What to work on:
Extract, exactly as written, the line that contains "the green trees." and all lines after it through the end of the records. Omit pictures.

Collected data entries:
-- BEGIN --
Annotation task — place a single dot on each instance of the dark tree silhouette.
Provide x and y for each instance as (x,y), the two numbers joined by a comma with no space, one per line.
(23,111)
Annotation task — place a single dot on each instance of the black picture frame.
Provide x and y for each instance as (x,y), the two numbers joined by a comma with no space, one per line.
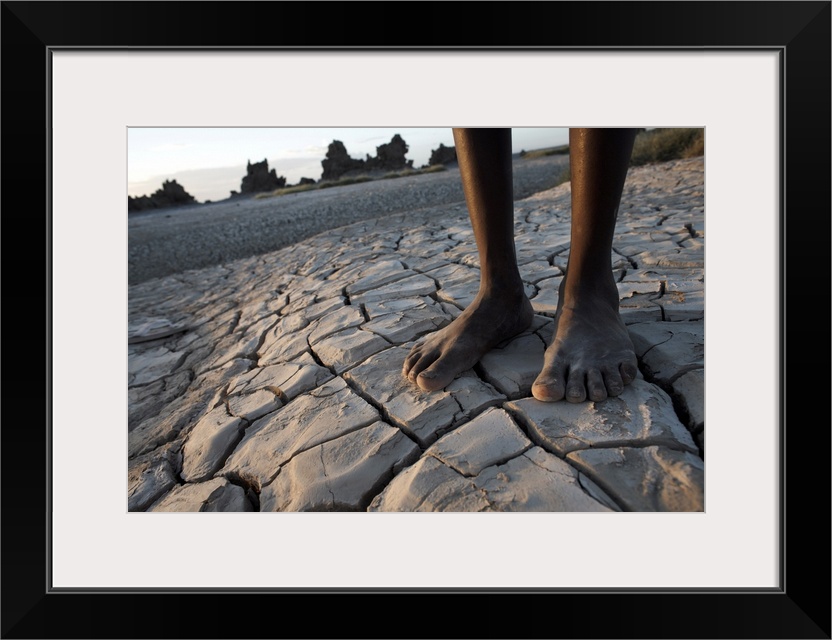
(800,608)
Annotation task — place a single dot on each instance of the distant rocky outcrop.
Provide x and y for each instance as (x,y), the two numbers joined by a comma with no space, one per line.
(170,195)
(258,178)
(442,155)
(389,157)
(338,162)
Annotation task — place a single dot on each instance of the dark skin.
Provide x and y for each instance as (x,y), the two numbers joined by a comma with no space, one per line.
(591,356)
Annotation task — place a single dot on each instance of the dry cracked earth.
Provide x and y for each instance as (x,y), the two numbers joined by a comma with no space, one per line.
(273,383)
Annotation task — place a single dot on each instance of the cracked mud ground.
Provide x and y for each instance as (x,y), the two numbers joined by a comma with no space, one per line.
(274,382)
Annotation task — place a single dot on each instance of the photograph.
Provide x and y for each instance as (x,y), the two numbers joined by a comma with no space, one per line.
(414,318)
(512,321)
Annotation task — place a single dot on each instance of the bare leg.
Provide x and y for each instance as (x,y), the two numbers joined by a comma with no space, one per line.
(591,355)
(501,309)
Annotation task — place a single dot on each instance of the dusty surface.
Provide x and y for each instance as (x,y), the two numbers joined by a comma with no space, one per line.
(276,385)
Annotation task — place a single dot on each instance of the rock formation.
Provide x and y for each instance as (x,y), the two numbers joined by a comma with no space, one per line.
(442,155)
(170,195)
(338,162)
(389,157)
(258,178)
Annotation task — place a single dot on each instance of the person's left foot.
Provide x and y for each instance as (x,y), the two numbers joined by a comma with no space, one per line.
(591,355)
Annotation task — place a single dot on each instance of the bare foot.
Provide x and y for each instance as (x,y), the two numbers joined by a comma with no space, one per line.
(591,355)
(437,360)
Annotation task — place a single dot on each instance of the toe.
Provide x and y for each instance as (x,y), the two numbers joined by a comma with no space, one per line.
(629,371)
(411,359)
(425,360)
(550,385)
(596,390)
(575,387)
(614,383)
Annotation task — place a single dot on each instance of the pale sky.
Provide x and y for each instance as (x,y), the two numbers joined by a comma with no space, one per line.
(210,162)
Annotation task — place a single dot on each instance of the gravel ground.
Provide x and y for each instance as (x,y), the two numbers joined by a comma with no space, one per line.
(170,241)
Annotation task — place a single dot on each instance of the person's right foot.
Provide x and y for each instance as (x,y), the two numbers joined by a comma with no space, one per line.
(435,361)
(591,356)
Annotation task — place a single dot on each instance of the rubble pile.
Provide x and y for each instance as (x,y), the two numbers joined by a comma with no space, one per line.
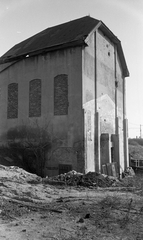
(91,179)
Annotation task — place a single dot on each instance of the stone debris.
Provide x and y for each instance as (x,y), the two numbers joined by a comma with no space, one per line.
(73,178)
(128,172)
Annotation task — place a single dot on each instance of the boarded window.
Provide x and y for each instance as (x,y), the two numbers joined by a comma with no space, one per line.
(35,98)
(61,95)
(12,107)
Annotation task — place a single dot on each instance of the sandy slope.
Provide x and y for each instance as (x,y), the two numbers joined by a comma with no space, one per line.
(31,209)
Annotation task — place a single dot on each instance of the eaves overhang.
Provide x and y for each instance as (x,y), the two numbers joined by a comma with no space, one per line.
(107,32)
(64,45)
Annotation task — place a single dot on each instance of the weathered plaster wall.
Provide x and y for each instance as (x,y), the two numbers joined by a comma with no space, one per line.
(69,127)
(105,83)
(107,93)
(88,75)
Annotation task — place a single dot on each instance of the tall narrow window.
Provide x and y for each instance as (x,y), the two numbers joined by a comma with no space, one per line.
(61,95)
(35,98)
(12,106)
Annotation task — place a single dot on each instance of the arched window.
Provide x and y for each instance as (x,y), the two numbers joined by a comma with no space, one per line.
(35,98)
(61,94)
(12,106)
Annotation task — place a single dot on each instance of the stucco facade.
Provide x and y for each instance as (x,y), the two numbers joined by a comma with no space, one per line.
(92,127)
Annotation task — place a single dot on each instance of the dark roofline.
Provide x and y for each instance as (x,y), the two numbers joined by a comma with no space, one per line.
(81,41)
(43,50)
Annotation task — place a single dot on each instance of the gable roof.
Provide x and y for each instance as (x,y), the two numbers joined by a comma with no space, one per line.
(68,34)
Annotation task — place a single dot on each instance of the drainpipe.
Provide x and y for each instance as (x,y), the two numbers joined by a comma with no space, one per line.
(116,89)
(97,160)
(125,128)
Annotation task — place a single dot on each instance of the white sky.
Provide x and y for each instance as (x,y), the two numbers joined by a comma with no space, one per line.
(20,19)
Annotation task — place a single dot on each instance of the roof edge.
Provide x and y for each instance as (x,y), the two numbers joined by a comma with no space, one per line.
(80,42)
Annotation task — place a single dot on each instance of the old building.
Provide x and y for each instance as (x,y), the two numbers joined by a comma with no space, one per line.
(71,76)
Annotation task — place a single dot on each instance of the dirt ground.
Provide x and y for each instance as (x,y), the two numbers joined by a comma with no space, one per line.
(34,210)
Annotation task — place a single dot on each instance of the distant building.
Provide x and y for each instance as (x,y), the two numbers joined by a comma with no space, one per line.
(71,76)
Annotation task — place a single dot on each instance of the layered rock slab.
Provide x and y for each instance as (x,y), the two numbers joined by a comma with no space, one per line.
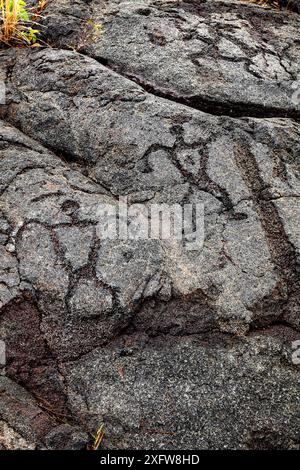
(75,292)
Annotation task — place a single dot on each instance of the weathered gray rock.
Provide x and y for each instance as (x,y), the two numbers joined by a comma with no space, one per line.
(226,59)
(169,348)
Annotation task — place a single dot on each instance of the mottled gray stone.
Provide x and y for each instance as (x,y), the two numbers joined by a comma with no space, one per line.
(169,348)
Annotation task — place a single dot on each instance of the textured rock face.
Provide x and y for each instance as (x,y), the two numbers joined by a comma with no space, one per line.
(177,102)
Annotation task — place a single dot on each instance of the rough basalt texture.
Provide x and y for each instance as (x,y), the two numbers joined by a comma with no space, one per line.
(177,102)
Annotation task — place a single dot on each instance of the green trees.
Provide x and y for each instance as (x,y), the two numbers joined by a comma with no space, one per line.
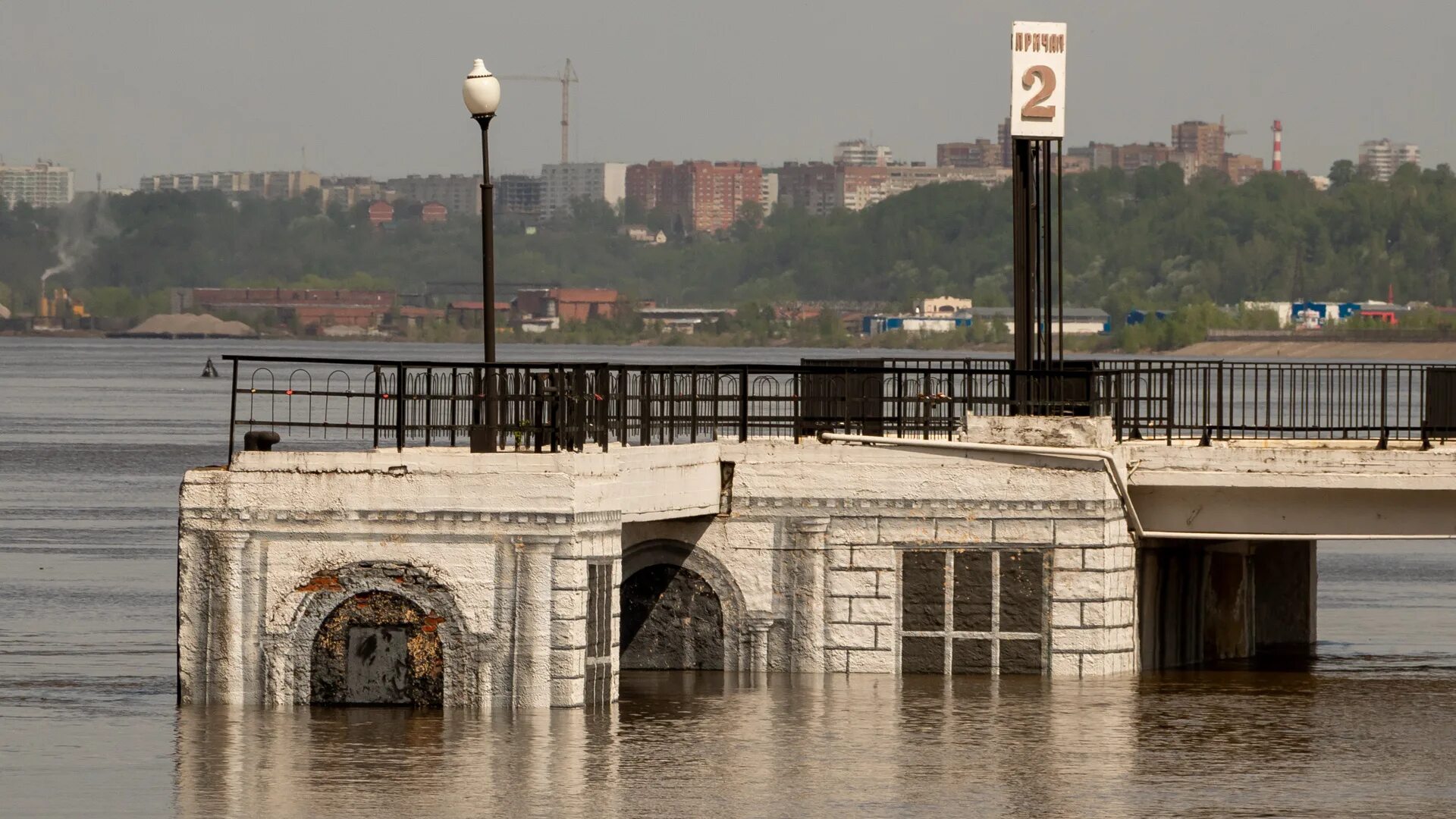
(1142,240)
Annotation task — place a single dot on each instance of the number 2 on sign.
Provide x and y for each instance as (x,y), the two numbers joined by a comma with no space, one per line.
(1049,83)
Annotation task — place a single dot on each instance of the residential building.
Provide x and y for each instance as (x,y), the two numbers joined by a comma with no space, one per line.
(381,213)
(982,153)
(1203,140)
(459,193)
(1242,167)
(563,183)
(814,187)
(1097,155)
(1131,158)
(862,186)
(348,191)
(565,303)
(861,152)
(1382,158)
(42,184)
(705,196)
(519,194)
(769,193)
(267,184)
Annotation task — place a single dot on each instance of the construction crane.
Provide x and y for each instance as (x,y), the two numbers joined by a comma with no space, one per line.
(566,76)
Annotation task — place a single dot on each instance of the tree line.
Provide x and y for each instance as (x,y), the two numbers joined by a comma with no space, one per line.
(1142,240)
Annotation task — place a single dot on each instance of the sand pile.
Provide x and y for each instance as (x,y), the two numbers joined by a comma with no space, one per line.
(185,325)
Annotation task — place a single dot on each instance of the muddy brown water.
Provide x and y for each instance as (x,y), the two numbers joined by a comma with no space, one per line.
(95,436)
-- END --
Solution to this problem:
Annotation task — place a single dot on each instance of the green trees.
Provide x and y for each instance as (x,y), the two numbers joined by a comma with no space, one per line.
(1142,240)
Annotation task — place a single dot on each instance of the number 2 on sign.
Provide x and y for each instance as (x,y), the two numbers joined by a comma with no space, one per line.
(1049,83)
Annotation task — place a single dot on each instance of the residential building.
Provide x and y for each instance as (x,y), the two numbers joined by a comma with no space, one per line.
(381,213)
(982,153)
(1203,140)
(459,193)
(1242,167)
(563,183)
(814,187)
(1097,155)
(1131,158)
(862,186)
(348,191)
(565,303)
(861,152)
(1382,158)
(42,184)
(705,196)
(519,194)
(769,193)
(267,184)
Annotation task — place a single dot on each instance of the construction crane.
Provide x and y for each instance as (x,y), the two numbers joined by a comma with no space, one per line.
(566,76)
Annotation task — place a single dot on each instance of the tree line.
Provide x and y for each instance as (x,y), the two numbers joined by a comma with no space, one per line.
(1142,240)
Annotation task — place a single dot on each instance of the sand pile.
Provide x and y for each instance as (x,y), the two numbers joined by a comma with no space, one per line.
(185,325)
Annotation task — place a single dot on each instance of the muddy brown water.
Provide x and y for each instance as (x,y), the two numbers joined by a comma with no space, one per line.
(95,436)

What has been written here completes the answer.